What the exercise asks — Carry on the article about empty shops and poor customer service in British retail, picking up after its final sentence.

According to PwC research compiled by the Local Data Company (LDC), In the final quarter of 2021, 14.4% of all shops in Great Britain were empty, according to the latest figures from the LDC and the British Retail Consortium, that underline the scale of the crisis.

However when you walk on to the shop floor of many retailers these days, do you get the impression these fears are being felt by the sales associates? Based on some recent shopping experiences, I’m not sure they are. Poor, or at best average service is often the norm, with staff that are lacking the desire or ability to provide a really engaging and memorable shopping experience.

And it seems I’m not alone. In the last year, a huge 70% of UK shoppers have had such a bad customer experience that they resolved not to visit that store again. This just goes to show how even small customer experience errors can lead to losing a valued customer.

 Below, are the most commonly encountered customer experience failures over the last year:

1.      Slow service

2.      Unhelpful staff

3.      Item unavailable

4.      Unknowledgeable staff

5.      Rude staff

Furthermore, a chronic labour shortage partly driven by a reduction of overseas workers supporting the economy, as well as a perceived lack of job security, is only serving to exacerbate the problem.

As a brand operating in these challenging times, can you afford to risk losing sales due to the retailers inability to employ and motivate good quality people with the right attitudes? As one retail MD once said, “the role of the store is to inspire”. When was the last time you really felt truly inspired?

Modern retailing requires a higher calibre sales person with a skillset and a personality to match the brand they are representing and the customers they are serving.

Extracted records —
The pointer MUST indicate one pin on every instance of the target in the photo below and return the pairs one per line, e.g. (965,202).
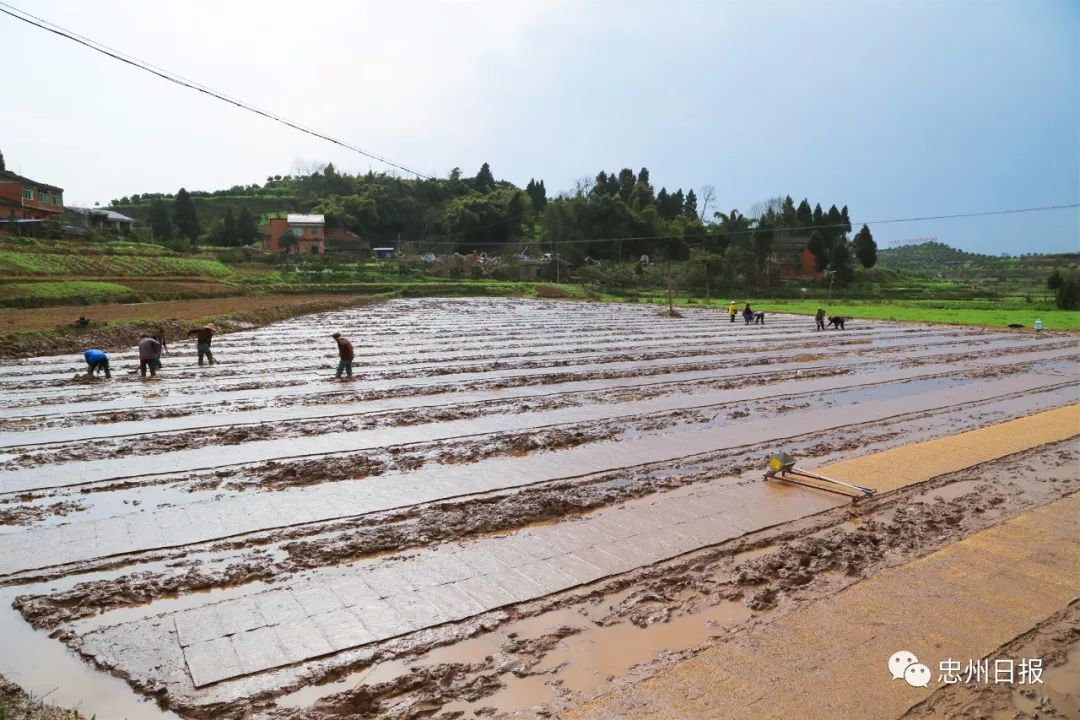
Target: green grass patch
(107,266)
(67,293)
(983,313)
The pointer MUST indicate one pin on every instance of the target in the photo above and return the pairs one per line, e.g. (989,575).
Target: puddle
(581,662)
(954,490)
(599,653)
(42,665)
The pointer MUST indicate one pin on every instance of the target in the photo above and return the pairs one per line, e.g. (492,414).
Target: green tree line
(616,216)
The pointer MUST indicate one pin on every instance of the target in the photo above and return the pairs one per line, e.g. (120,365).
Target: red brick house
(792,258)
(26,200)
(309,231)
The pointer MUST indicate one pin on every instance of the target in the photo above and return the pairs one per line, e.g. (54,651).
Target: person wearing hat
(203,337)
(96,361)
(345,352)
(149,355)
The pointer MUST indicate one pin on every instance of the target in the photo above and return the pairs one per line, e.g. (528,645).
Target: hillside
(942,261)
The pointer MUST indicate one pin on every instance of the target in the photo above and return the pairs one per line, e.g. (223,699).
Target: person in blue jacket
(96,361)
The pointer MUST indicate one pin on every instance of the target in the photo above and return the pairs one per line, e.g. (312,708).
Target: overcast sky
(895,108)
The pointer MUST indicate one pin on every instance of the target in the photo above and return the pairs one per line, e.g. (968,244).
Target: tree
(707,201)
(537,193)
(1068,295)
(184,215)
(662,202)
(484,179)
(819,247)
(690,205)
(788,216)
(804,215)
(733,226)
(160,223)
(227,231)
(865,247)
(247,232)
(840,262)
(626,182)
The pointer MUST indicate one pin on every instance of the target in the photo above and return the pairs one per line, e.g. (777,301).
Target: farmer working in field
(149,355)
(203,337)
(96,361)
(345,352)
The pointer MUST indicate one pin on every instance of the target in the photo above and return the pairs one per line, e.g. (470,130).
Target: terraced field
(512,507)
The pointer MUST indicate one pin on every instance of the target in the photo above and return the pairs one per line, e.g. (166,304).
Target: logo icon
(903,665)
(917,675)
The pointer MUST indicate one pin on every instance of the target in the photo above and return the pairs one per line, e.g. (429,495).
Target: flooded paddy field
(511,507)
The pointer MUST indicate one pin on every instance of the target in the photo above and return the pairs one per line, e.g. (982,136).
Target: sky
(895,108)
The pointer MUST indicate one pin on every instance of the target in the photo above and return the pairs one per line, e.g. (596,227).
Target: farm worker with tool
(345,352)
(203,337)
(149,355)
(96,361)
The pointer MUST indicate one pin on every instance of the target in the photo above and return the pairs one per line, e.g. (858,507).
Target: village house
(309,232)
(25,203)
(80,219)
(791,257)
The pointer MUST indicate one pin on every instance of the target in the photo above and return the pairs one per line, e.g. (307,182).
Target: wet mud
(541,657)
(515,381)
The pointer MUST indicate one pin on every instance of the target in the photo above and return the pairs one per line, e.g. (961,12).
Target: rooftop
(305,219)
(12,177)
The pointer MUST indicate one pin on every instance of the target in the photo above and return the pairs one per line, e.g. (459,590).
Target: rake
(782,467)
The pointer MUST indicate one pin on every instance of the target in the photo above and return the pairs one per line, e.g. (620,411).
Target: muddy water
(511,369)
(41,665)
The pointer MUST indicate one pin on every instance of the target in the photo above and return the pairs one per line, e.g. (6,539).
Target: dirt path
(963,601)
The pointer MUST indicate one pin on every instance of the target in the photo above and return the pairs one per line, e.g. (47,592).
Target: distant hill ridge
(937,259)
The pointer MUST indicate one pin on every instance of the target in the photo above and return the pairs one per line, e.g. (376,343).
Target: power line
(172,77)
(702,235)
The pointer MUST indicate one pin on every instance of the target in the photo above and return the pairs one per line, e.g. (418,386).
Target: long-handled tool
(782,466)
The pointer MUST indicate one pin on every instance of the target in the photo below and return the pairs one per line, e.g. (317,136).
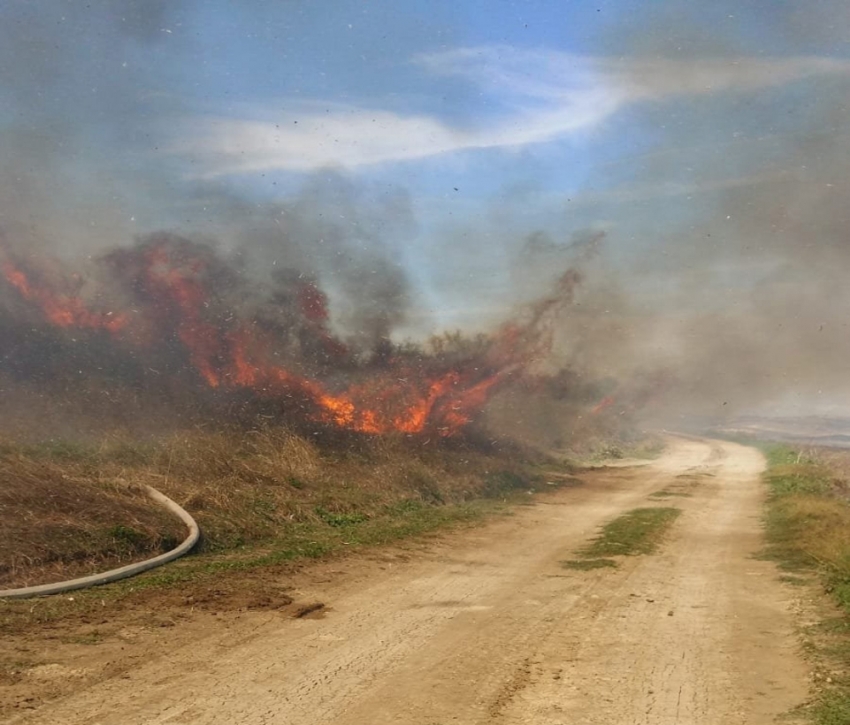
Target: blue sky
(708,140)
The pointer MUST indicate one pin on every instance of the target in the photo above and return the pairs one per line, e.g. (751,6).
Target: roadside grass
(808,530)
(264,500)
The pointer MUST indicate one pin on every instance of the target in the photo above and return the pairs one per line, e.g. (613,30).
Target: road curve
(487,626)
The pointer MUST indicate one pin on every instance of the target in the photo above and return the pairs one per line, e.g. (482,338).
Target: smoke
(711,262)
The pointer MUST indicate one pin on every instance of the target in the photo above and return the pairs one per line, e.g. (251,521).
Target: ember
(180,294)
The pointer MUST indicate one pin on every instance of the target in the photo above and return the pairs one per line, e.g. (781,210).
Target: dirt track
(487,626)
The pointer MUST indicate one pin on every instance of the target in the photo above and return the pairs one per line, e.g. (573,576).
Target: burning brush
(182,302)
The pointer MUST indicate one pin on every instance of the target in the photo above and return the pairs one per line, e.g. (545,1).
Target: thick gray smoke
(82,168)
(720,285)
(734,244)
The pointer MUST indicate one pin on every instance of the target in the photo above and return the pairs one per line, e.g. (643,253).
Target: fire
(60,310)
(180,290)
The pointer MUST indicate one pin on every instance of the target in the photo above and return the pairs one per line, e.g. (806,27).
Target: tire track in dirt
(486,626)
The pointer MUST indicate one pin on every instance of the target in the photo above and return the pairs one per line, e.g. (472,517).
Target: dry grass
(54,525)
(244,489)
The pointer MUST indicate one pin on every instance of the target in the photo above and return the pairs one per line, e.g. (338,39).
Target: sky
(472,143)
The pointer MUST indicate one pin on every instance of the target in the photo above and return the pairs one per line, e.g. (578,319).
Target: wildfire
(177,291)
(60,310)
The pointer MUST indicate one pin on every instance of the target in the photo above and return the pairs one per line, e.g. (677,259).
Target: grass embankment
(639,531)
(261,499)
(808,529)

Final result —
This is where the successful brands are stepping in to take advantage of that opportunity to close the sale through engaging and experiential sales activity. Key to this success is to ensure that the right profile staff are recruited and then given comprehensive training before being deployed; and not just in the details of their product mix they are selling, but also in the contextual reality of the market sector or category as a whole.

 The ability to engage, spot the right kind of buying signals and the knowledge of how to convert the opportunity into a short walk to the till, are vital components of any successful response to online shopping and the growing malaise were seeing on high streets up and down the country. With well trained brand ambassadors in place, every customer encounter, even if it involves a product return, is an opportunity to convert to a valuable sale there and then.

While it’s obvious that not every customer engagement on the shop floor is going to result in a sale, this kind of interaction can still have a powerful effect on how the consumer perceives the brand in the future, which opens the door to increased trade-up and replacement business when the need arises. After all, the last three metres of the sales process is becoming more vital than ever.